**Zu erledigende Aufgaben**.
1: Wer ist laut dem Textauszug über das Antisynthetase-Syndrom in dem geschilderten Fall betroffen?
2: Schreib den Textauszug über das Antisynthetase-Syndrom im Anschluss an seinen letzten Satz weiter.

===== Textauszug

Antisynthetase-Syndrom: Wenn Muskeln Alarm schlagen

DGIM 2025 Dr. Sonja Kempinski

Hinter Muskelschmerzen und dem Gefühl der Erschöpfung kann so einiges stecken. Hinter Muskelschmerzen und dem Gefühl der Erschöpfung kann so einiges stecken. © airdone - stock.adobe.com

Muskelschmerzen, Atemnot, Schwielen an den Händen – hinter diesem Symptomkomplex kann eine Autoimmunerkrankung stecken. Ein Fall zeigt, wie wichtig die richtige Spurensuche sein kann.

Hinter Muskelschmerzen und dem Gefühl der Erschöpfung kann so einiges stecken. Der Bogen reicht von ausgedehnter Anstrengung bis zu Malignomen. Bei einer jungen, sportlichen Ingenieurin war eine eher seltene Ursache dafür verantwortlich.

==========
===== Zu prüfende Daten

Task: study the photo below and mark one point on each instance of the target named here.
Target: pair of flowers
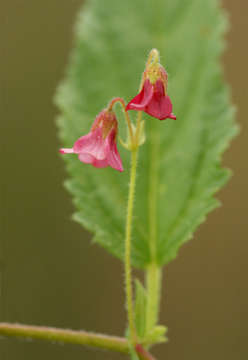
(99, 147)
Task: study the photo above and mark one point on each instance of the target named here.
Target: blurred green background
(50, 273)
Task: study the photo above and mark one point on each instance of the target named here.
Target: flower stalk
(113, 343)
(128, 269)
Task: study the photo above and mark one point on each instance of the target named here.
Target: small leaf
(179, 165)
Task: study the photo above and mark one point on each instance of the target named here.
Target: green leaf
(179, 169)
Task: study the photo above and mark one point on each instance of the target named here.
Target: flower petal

==========

**Antworten**.
1: Eine junge, sportliche Ingenieurin.

2:
Aufgrund von Erschöpfung und Abgeschlagenheit seit zwei Monaten hatte eine 31-jährige Frau ihre Hausärztin aufgesucht. Dort klagte sie außerdem über Atemnot bei Belastung, beim Sport fühlte sie sich kraftlos und litt zunehmend unter Muskelkater – sogar in Ruhe. Fieber lag keines vor, auch Vorerkrankungen waren nicht bekannt. Sie rauchte nicht und trank nur gelegentlich Alkohol, berichtete Dr. Marie-Theres Holzer, Universitätsklinikum Eppendorf.

Die körperliche Untersuchung war ohne Befund. Im Labor fand sich eine leichte normozytäre Anämie und ein dezent erhöhtes CRP. Auffallend waren erhöhte Transaminasen und ein erhöhtes Troponin. Aufgrund der ausgeprägten Beschwerden schickte die Hausärztin ihre Patientin zur weiteren Abklärung in die Klinik.

Dort fand sich neben den erhöhten Transaminasen und dem gesteigerten Troponin eine auf fast 10.000 U/l gesteigerte CK. Bei der körperlichen Untersuchung fielen eine proximale Kraftminderung und raue Haut an den Fingerkuppen von Daumen und Zeigefinger auf. Im EMG zeigten sich myogene Gewebsschädigungen des M. deltoideus, in der MRT ein Muskelödem. Beides sprach für eine Myositis oder Myopathie, weshalb man ein „Rheumalabor“ veranlasste.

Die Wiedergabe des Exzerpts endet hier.